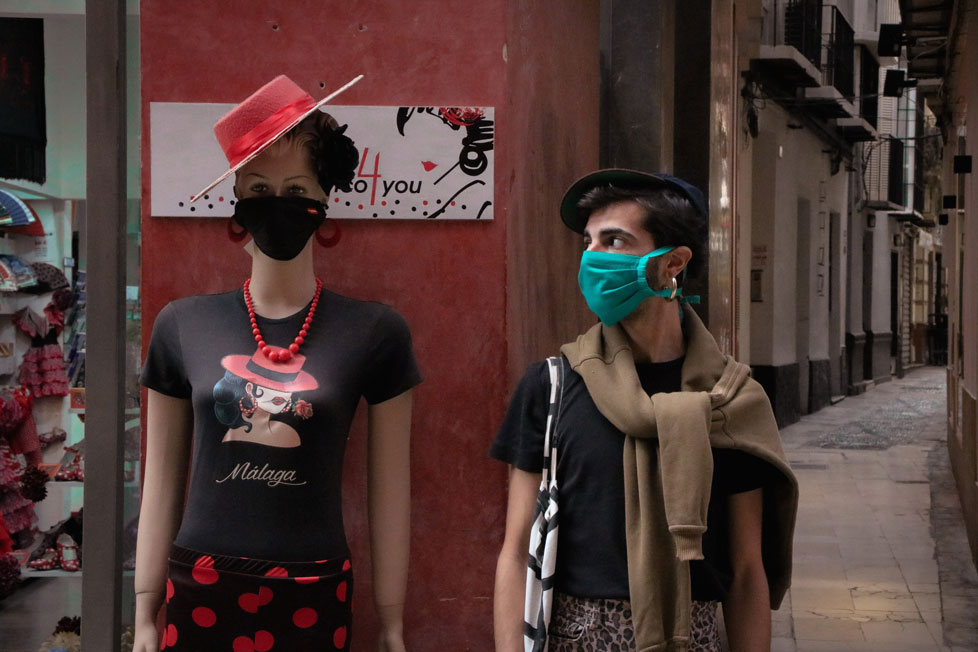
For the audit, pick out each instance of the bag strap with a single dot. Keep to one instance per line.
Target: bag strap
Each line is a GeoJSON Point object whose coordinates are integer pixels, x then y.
{"type": "Point", "coordinates": [555, 366]}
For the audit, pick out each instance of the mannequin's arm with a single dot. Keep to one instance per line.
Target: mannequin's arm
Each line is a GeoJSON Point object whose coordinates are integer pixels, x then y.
{"type": "Point", "coordinates": [389, 512]}
{"type": "Point", "coordinates": [510, 591]}
{"type": "Point", "coordinates": [169, 430]}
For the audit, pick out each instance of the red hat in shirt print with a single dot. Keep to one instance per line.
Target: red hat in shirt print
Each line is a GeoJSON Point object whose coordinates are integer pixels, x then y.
{"type": "Point", "coordinates": [266, 389]}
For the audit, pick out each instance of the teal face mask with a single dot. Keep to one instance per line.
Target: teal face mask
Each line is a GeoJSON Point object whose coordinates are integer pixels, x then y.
{"type": "Point", "coordinates": [615, 284]}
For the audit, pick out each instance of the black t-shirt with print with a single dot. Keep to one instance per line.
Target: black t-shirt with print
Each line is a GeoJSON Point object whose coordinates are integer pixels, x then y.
{"type": "Point", "coordinates": [269, 439]}
{"type": "Point", "coordinates": [591, 555]}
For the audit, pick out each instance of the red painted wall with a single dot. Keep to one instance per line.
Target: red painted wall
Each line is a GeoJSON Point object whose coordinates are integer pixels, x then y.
{"type": "Point", "coordinates": [481, 298]}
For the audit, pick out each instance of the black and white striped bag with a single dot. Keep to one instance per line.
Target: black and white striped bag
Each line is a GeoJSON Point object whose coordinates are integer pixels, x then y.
{"type": "Point", "coordinates": [542, 560]}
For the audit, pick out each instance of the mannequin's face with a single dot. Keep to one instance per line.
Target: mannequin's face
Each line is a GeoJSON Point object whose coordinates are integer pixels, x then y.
{"type": "Point", "coordinates": [283, 170]}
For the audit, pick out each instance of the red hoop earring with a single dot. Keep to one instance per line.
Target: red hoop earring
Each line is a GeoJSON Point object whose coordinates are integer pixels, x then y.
{"type": "Point", "coordinates": [332, 240]}
{"type": "Point", "coordinates": [234, 235]}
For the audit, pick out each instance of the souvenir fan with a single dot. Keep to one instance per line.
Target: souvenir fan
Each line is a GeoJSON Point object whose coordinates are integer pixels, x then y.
{"type": "Point", "coordinates": [16, 216]}
{"type": "Point", "coordinates": [8, 282]}
{"type": "Point", "coordinates": [21, 272]}
{"type": "Point", "coordinates": [49, 278]}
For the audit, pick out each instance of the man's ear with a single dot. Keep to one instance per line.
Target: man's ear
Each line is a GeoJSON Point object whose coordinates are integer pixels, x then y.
{"type": "Point", "coordinates": [674, 262]}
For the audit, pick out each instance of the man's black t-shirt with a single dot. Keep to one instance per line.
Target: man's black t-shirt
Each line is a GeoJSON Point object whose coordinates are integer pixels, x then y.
{"type": "Point", "coordinates": [269, 439]}
{"type": "Point", "coordinates": [591, 557]}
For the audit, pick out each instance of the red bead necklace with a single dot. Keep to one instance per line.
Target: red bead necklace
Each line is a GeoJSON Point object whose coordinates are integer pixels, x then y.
{"type": "Point", "coordinates": [283, 355]}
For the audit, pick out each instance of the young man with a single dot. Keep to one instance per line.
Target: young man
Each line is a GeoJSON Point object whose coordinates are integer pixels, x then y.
{"type": "Point", "coordinates": [674, 491]}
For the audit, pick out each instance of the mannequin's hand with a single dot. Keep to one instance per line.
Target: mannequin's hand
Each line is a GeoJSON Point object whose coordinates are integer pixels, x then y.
{"type": "Point", "coordinates": [389, 642]}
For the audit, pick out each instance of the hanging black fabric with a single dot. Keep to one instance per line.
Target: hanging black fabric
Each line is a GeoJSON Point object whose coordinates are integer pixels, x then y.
{"type": "Point", "coordinates": [23, 133]}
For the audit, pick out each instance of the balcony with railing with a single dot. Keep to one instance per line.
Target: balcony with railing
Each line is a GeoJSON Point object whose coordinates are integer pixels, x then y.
{"type": "Point", "coordinates": [811, 63]}
{"type": "Point", "coordinates": [884, 175]}
{"type": "Point", "coordinates": [803, 28]}
{"type": "Point", "coordinates": [791, 56]}
{"type": "Point", "coordinates": [862, 127]}
{"type": "Point", "coordinates": [839, 52]}
{"type": "Point", "coordinates": [869, 86]}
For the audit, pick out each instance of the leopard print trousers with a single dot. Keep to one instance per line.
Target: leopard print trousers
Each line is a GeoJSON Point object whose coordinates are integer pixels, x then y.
{"type": "Point", "coordinates": [596, 625]}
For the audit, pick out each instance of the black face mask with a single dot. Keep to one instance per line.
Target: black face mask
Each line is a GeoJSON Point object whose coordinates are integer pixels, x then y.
{"type": "Point", "coordinates": [280, 226]}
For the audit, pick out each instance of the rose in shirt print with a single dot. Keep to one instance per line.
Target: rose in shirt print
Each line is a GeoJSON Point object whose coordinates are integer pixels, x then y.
{"type": "Point", "coordinates": [254, 390]}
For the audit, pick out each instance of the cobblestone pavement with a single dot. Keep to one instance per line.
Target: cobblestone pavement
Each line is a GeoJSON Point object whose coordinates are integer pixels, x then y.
{"type": "Point", "coordinates": [881, 558]}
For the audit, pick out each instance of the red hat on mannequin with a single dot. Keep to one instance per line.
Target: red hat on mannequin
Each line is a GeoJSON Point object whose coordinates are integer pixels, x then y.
{"type": "Point", "coordinates": [249, 128]}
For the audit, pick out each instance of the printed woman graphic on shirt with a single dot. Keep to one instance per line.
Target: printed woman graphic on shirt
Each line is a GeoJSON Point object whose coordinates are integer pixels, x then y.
{"type": "Point", "coordinates": [253, 391]}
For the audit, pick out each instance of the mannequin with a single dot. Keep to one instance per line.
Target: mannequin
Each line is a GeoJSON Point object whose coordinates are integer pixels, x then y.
{"type": "Point", "coordinates": [264, 409]}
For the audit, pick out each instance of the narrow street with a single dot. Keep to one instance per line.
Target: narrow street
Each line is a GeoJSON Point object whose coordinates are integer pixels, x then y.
{"type": "Point", "coordinates": [881, 557]}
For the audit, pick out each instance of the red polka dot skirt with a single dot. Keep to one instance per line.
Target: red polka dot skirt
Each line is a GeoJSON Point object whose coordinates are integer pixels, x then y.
{"type": "Point", "coordinates": [217, 602]}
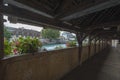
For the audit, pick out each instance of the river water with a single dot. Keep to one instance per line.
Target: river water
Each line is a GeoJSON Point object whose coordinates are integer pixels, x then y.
{"type": "Point", "coordinates": [53, 46]}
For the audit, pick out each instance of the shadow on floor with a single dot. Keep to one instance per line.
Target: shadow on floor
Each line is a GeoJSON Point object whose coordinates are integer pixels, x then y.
{"type": "Point", "coordinates": [91, 69]}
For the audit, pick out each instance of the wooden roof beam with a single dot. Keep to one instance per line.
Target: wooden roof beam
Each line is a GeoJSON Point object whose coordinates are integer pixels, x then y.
{"type": "Point", "coordinates": [36, 18]}
{"type": "Point", "coordinates": [92, 9]}
{"type": "Point", "coordinates": [20, 5]}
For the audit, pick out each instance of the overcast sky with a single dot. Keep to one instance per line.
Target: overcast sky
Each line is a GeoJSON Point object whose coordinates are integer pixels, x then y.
{"type": "Point", "coordinates": [19, 25]}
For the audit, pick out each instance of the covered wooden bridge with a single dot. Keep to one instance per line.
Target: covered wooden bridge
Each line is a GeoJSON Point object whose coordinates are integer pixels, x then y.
{"type": "Point", "coordinates": [97, 19]}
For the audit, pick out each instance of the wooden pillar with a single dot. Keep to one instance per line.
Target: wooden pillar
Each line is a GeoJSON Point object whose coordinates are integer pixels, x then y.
{"type": "Point", "coordinates": [1, 31]}
{"type": "Point", "coordinates": [79, 38]}
{"type": "Point", "coordinates": [89, 47]}
{"type": "Point", "coordinates": [102, 45]}
{"type": "Point", "coordinates": [95, 46]}
{"type": "Point", "coordinates": [99, 45]}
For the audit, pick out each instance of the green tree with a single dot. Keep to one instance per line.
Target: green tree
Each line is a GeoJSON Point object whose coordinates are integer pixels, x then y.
{"type": "Point", "coordinates": [50, 33]}
{"type": "Point", "coordinates": [7, 34]}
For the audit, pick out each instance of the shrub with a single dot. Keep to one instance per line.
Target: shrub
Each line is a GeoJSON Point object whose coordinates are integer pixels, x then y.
{"type": "Point", "coordinates": [58, 47]}
{"type": "Point", "coordinates": [7, 47]}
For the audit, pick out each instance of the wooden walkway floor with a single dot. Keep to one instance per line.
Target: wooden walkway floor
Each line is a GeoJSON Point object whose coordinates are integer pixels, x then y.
{"type": "Point", "coordinates": [103, 66]}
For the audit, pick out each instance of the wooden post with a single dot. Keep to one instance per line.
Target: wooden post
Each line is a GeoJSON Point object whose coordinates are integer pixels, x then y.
{"type": "Point", "coordinates": [102, 45]}
{"type": "Point", "coordinates": [79, 38]}
{"type": "Point", "coordinates": [95, 45]}
{"type": "Point", "coordinates": [99, 45]}
{"type": "Point", "coordinates": [89, 47]}
{"type": "Point", "coordinates": [1, 31]}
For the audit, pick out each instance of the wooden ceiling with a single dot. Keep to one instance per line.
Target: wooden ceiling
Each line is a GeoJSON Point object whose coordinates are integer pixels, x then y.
{"type": "Point", "coordinates": [93, 17]}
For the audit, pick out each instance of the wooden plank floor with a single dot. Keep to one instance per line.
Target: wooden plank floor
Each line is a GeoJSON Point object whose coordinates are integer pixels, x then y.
{"type": "Point", "coordinates": [103, 66]}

-------

Exercise details: Find the line that contains "For the audit, pick out each instance of the green". Repeat it and every line after it, exactly as written, up to and including the last line of the records above.

Complete response:
For the audit, pick out each instance of the green tree with a single dot. Keep to one instance per line.
Target: green tree
Each line is a GeoJSON Point object whose coordinates are integer pixels, x then y.
{"type": "Point", "coordinates": [50, 33]}
{"type": "Point", "coordinates": [7, 34]}
For the audit, pick out each instance of the shrub with a single dot. Keep to one instance per line.
Target: shrub
Each line is a GeoJSON Point object whose coordinates are integer pixels, x then y.
{"type": "Point", "coordinates": [58, 47]}
{"type": "Point", "coordinates": [7, 47]}
For the audit, pick out each instance of the wooden walkway floor with a single dot. Keep to one instance per line.
Target: wooden walkway floor
Each line is a GeoJSON Point object whose coordinates are integer pixels, x then y.
{"type": "Point", "coordinates": [103, 66]}
For the audit, pick out each instance of the wooden post with a single dot. Keep to one instance per line.
Target: wooden post
Each line is a GeoJSON Point object whose coordinates are integer pixels, x then y.
{"type": "Point", "coordinates": [102, 45]}
{"type": "Point", "coordinates": [79, 38]}
{"type": "Point", "coordinates": [95, 45]}
{"type": "Point", "coordinates": [99, 45]}
{"type": "Point", "coordinates": [89, 47]}
{"type": "Point", "coordinates": [1, 31]}
For the audit, pick out each instance of the wooden ceiling with a single dot. Keep to one instance per line.
Target: wooden ceiling
Each line is a GeoJSON Point object whose coordinates are integer pixels, x then y.
{"type": "Point", "coordinates": [93, 17]}
For the audit, pick out each instance of the wooden plank floor with a single dot. Keep to one instance per line.
Target: wooden plank floor
Each line is a GeoJSON Point object whose coordinates are integer pixels, x then y.
{"type": "Point", "coordinates": [103, 66]}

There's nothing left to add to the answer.